→ Petunjuk A:
Jawablah pertanyaan berikut berdasarkan kutipan biografi, satu jawaban per baris:
(i) Siapa yang akhirnya mempersunting Umi Hanik?
(ii) Metode belajar apa yang digunakan saat mondok?
(iii) Pada tahun berapa studi di Fakultas Dakwah IAI Nurul Jadid Paiton Probolinggo diselesaikan?
→ Petunjuk B:
Ketik ulang bagian kutipan biografi dari "Akan tetapi dibalik" sampai "Hariri Abdul Adhim." tanpa perubahan apa pun.
→ Petunjuk C:
Lanjutkan kutipan biografi tentang kiai ini, mulai setelah kalimat terakhirnya.

→ Kutipan Dokumen:
Akan tetapi dibalik kegagalan studi ke Timur Tengah, ternyata Allah Swt telah merencanakan sesuatu yang jauh lebih berarti untuk masa depan beliau. Hikmah yang dapat dipetik ternyata Allah Swt telah mengganti kegagalan tersebut dengan kehadiran Nyai Hanik untuk dipersunting sebagai isteri. Karena pada saat waktu yang bersamaan, pasca kegagalan studi ke Timur Tengah, ternyata almarhumah Nyai Umi Hanik gagal juga untuk dipersunting oleh putra Kiai Zaini. Sehingga Almarhumah Umi Hanik dipersunting oleh Kiai Hariri Abdul Adhim.
Sadar akan latar belakang pendidikannya adalah pendidikan umum, maka ketika mondok, beliau banyak belajar ilmu-ilmu dasar bahasa Arab secara otodidak. Metode belajar yang digunakan adalah menghafal. Jadi selama mondok, beliau sering menghafal beberapa materi mata pelajaran, wabil khusus ilmu nahwu dan sorrof. Saking semangatnya menghafal, beliau mengakui kalau jarang sekolah lantaran keasyikan menghafal pada waktu-waktu sekolah. Berkat usaha yang gigih, akhirnya pada tahun 1978 beliau dapat menyelesaikan studi di Fakultas Dakwah IAI Nurul Jadid Paiton Probolinggo.

→ Baris Data:
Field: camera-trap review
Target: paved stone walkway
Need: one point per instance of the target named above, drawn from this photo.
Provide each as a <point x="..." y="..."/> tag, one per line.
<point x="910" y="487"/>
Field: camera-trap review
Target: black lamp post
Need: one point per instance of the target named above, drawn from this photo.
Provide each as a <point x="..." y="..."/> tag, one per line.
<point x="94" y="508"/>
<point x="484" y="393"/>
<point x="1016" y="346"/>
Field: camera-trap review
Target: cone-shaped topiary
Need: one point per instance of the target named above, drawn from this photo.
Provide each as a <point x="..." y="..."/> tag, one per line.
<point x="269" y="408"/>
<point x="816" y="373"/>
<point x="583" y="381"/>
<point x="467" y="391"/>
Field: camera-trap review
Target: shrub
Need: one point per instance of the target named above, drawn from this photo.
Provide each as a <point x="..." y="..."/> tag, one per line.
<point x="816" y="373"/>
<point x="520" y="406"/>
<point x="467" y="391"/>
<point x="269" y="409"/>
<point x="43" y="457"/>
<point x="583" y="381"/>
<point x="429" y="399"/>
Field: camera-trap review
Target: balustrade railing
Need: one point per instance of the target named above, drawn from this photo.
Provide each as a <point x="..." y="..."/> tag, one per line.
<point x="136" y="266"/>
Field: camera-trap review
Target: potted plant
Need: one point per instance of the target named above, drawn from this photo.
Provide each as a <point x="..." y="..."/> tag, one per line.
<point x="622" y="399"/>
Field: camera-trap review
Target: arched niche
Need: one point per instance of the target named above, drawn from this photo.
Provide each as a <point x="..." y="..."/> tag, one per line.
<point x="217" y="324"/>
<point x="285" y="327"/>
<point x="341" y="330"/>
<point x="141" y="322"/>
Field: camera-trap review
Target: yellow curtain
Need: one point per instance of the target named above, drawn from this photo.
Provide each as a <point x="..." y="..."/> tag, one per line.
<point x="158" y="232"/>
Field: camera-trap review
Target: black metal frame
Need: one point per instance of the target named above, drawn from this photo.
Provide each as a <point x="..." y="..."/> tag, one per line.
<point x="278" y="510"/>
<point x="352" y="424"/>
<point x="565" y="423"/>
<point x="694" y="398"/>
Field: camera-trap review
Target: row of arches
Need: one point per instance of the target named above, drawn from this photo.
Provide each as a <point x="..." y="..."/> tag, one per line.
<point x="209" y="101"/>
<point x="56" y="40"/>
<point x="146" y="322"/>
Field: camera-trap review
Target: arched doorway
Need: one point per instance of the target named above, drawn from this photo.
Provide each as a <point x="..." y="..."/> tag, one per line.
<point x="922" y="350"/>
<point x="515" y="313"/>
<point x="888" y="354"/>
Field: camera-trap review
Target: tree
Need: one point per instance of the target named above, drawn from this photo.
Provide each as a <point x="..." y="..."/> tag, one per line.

→ Jawaban Latihan A:
(i) Kiai Hariri Abdul Adhim
(ii) Menghafal
(iii) 1978

→ Jawaban Latihan B:
Akan tetapi dibalik kegagalan studi ke Timur Tengah, ternyata Allah Swt telah merencanakan sesuatu yang jauh lebih berarti untuk masa depan beliau. Hikmah yang dapat dipetik ternyata Allah Swt telah mengganti kegagalan tersebut dengan kehadiran Nyai Hanik untuk dipersunting sebagai isteri. Karena pada saat waktu yang bersamaan, pasca kegagalan studi ke Timur Tengah, ternyata almarhumah Nyai Umi Hanik gagal juga untuk dipersunting oleh putra Kiai Zaini. Sehingga Almarhumah Umi Hanik dipersunting oleh Kiai Hariri Abdul Adhim.

→ Jawaban Latihan C:
Secara kepribadian, pengagum Syekh Abdul Qadir Jailani ini merupakan salah seorang kiai yang masyhur di masyarakat sebagai sosok kiai yang sufistik. Tidak heran jika selama mengajar di Ma’had Aly, kitab yang istiqomah dibaca untuk para santrinya adalah Kitab Ihya’ ‘Ulumiddin karya Syekh Hujjatul Islam, Muhammad bin Muhammad Abu Hamid al-Ghazali. Beliau mulai tertarik dengan dunia tasawuf sejak usia 20 tahun. Tertarik dengan ilmu tasawuf karena wawasan tasawuf adalah Allah Swt, pembersihan jiwa, hati, dan roh. Ilmu tasawuf itu bersifat amaliyun (perbuatan manusia) sedangkan ilmu fiqh bersifat ‘ilmiyun (pengetahuan).
Kiai Hariri secara intensif mengajar ilmu tasawuf Imam Ghazali di Ma’had Aly karena ilmu tasawuf mempunyai peran yang sentral dalam membentuk kepribadian seseorang, khususnya santri Ma’had Aly. Kajian fiqh-ushul fiqh yang menjadi konsentrasi santri Ma’had Aly harus diimbangai oleh pembelajaran tasawuf. Imam Malik mengatakan :
من تصوف ولم يتفقه فقد تزندق, ومن تفقه ولم يتصوف فقد تفسق, ومن جمع بينهما فقد تحقق
“Barang siapa yang mendalami ilmu tasawuf tanpa diimbangi oleh ilmu fiqh, maka akan zindiq, dan barang siapa yang mendalami ilmu fiqh namun tidak diimbangi dengan ilmu tasawuf, maka akan fasiq. Barang siapa yang mengumpulkan keduanya (fiqh dan tasawuf) maka sungguh akan benar”
Sosok beliau sebagai seorang sufistik sekaligus pengajar ilmu tasawuf mempunyai peran yang sangat urgen (penting) dalam membentuk pribadi kader ahli fiqh yang paripurna di Ma’had Aly karena wawasan fiqh harus diimbangi oleh wawasan tasawuf.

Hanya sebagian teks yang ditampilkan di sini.